◆ BRIEF ◆
Output the data below in full, character for character.

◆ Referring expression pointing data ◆
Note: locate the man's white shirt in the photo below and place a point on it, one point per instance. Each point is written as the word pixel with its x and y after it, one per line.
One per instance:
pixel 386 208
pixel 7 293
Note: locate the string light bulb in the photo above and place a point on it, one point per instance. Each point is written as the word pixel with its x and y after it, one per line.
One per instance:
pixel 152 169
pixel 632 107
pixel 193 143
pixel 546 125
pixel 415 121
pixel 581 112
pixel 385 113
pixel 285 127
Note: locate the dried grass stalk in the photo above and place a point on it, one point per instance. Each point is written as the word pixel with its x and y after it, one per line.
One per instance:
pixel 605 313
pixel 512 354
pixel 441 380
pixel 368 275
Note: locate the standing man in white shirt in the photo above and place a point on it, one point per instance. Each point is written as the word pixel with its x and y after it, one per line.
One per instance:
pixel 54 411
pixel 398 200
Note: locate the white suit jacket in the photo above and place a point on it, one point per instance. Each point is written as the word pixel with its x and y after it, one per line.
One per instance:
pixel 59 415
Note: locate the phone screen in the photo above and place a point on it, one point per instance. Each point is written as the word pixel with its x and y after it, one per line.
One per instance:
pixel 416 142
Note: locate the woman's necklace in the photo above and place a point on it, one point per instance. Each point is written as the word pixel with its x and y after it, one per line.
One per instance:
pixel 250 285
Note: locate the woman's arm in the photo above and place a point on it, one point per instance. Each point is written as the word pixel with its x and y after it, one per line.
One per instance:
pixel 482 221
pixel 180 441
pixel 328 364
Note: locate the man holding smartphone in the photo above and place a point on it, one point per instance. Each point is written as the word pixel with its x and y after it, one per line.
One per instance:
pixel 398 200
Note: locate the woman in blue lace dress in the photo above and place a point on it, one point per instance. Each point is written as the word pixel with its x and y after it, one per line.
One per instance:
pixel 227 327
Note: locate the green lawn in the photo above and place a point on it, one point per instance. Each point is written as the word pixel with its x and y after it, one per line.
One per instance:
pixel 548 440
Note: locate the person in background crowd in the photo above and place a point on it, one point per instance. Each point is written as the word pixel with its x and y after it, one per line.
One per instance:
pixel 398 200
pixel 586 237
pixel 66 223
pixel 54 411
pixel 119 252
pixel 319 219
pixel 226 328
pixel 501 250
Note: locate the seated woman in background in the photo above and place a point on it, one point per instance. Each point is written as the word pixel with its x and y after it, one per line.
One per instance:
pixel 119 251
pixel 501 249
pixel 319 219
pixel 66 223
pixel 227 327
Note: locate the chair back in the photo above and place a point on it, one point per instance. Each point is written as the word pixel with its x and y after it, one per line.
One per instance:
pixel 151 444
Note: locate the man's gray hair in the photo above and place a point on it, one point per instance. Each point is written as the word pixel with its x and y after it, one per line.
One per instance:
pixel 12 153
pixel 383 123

◆ RESPONSE ◆
Note: locate the man's white shirt in the photo below and place a point on it, one point per instance. Each point is written as the word pixel with its x and y after it, one per line.
One per instance:
pixel 386 208
pixel 7 293
Note: locate the string light bulb in the photo above and place a point on it, one point per instance. Each point is written as the word pixel with its x and y after it, one per line.
One per instance:
pixel 152 169
pixel 632 107
pixel 193 143
pixel 546 125
pixel 415 121
pixel 581 112
pixel 385 113
pixel 285 127
Note: locate the dried grass stalk in the photo above and place a point on it, one point per instance. Each point is written as the word pixel with its x and y after it, one per line.
One per instance:
pixel 605 313
pixel 512 354
pixel 441 380
pixel 368 275
Note: locate the standing man in white shirt in the photo above and place a point on it, one point per instance. Each point is written as the word pixel with its x and y after it, one per line.
One per instance:
pixel 54 411
pixel 398 200
Note: locate the white suit jacket in the photo above and place a point on it, one point per instance. Each point is written as the word pixel with its x and y after it, one per line.
One per instance:
pixel 59 415
Note: locate the phone screen in the photo above and place a point on it, one point per instance. Each point is written as the word pixel with its x and y after it, one per line.
One per instance:
pixel 416 142
Note: locate the woman's necklace in the photo above and place a point on it, one point per instance. Each point is written as the word pixel with its x and y after it, one per line.
One per instance:
pixel 250 285
Note: locate the woman's arm in the photo above and place a point on it, one point per instance. Each point is written as the word pixel with its x and y after it, one per line.
One per instance:
pixel 482 221
pixel 180 441
pixel 328 364
Note: locate the man holding smartphone in the photo above and place a point on it, one point per instance. Each point is written as the word pixel with its x and y after it, one per line.
One per instance:
pixel 398 200
Note: locate the woman in blue lace dress in the photo above and place a point on it, one point per instance. Each point is written as the word pixel with its x and y after it, one per line.
One per instance:
pixel 227 327
Note: locate the green lawn in the photo above and place a point on it, one point per instance. Each point is written as the word pixel with its x and y after it, one per line.
One per instance:
pixel 548 440
Note: locate the person in background crowd in the photo above and place a point on it, one point per instance. Each point is written as the word pixel with its x and y after it, one per line.
One per instance:
pixel 398 200
pixel 586 237
pixel 66 223
pixel 54 411
pixel 119 252
pixel 319 219
pixel 226 328
pixel 501 250
Note: locate the seated woman in background in the photo above and place a point on it, one point per instance. Each point is written as the word pixel with its x and y after it, one per line.
One per instance:
pixel 119 251
pixel 501 249
pixel 319 219
pixel 66 223
pixel 227 327
Note: locate the chair back in the photo above and place a point on it, one point per instance. Each point is written as the word pixel with its x and y after it, one per line.
One per instance:
pixel 151 444
Note: locate the man's gray hair in the photo above and place a point on it, one point per instance. Each point is written as the word pixel with its x and y after it, one per line.
One per instance:
pixel 12 153
pixel 383 123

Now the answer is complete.